Texte à lire:
****************************************
Entre ces deux pôles, une longue ligne s’étire. La grande majorité des juifs s’y répartit actuellement. Nul n’est sans réagir, mais nul ne réagit de la même manière, aucun point de la ligne, faut-il le rappeler, n’exprimant une quelconque tendance qui vaudrait pour tous. Ce qu’on peut dire néanmoins, c’est que, dans l’obligation de réagir, une certaine réflexion prend forme, et coagule peu à peu, tel un savoir précieux issu de leur expérience historique. Dans la constellation, un repère se dégage, susceptible de fournir une orientation. Pour les plus réflexifs (qu’ils demeurent d’ailleurs en Europe ou pas), c’est la reprise du questionnement sur l’identité collective moderne au prisme de l’expérience historique des juifs européens qui s’avère la meilleure option. Le savoir commun encore confus qui s’en dégage porte sur la dialectique qu’a inaugurée le croisement de l’aventure politique de l’Europe et celle des juifs, faite de compositions, d’interpolations, de consolidation mutuelle selon les lieux et les époques. Certes, aucun dispositif ne s’offre ici clé en main, mais à l’évidence, le travail réflexif auquel les juifs sont urgemment appelés de par leur position même — travail à peine entamé — devra contribuer à proposer des voies susceptibles de résorber le vide.
****************************************
Consigne:
Écrivez la suite du texte sur l'expérience historique des juifs européens en reprenant juste après sa dernière phrase.

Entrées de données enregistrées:
****************************************
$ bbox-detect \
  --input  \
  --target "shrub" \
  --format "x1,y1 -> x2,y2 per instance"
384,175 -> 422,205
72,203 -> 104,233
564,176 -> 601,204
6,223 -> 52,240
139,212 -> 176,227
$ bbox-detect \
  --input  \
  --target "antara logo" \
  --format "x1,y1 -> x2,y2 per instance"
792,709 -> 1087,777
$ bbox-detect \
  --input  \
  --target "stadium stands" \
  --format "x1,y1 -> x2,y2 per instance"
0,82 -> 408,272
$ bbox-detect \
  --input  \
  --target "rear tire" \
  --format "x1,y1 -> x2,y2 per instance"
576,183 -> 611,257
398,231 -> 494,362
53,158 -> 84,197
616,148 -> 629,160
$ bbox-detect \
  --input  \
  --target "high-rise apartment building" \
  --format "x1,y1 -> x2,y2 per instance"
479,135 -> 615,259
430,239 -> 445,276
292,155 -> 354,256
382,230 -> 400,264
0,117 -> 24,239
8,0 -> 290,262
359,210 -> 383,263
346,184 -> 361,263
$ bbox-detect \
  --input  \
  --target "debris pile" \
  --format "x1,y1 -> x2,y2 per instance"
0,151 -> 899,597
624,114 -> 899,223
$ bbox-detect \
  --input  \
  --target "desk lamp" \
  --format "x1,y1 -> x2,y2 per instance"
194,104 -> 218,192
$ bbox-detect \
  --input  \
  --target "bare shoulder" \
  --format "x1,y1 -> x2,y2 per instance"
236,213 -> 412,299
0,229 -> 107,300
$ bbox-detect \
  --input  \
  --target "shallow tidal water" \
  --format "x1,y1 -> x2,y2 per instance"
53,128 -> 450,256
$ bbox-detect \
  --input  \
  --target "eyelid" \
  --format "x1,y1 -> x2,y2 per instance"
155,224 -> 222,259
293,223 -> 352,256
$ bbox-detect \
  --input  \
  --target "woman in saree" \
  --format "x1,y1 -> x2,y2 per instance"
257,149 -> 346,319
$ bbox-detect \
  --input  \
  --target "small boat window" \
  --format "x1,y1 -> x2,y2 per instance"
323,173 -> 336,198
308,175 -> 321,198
****************************************
Résultat de l'exercice:
Considérée de manière générale, la situation actuelle, dont Zemmour participe au maintien, est la suivante : les juifs sont pris en tenaille entre d’un côté une gauche populiste qui n’oublie pas d’être antisémite au nom de principes qui peuvent être alternativement républicains ou non-républicains, mais qui sont dans les deux cas mal digérés, et de l’autre une droite tout aussi populiste qui se remet à chercher ses marques, discrètement ou ouvertement, du côté de l’héritage de Vichy et de l’assainissement, certes un peu coûteux mais jugé salutaire, qu’il pourrait représenter. Plus la tenaille se resserre, plus la situation s’aggrave, à tout point de vue. Mais la tenaille a aussi pour effet que ceux qui s’y trouvent pris éprouvent leur propre vitalité.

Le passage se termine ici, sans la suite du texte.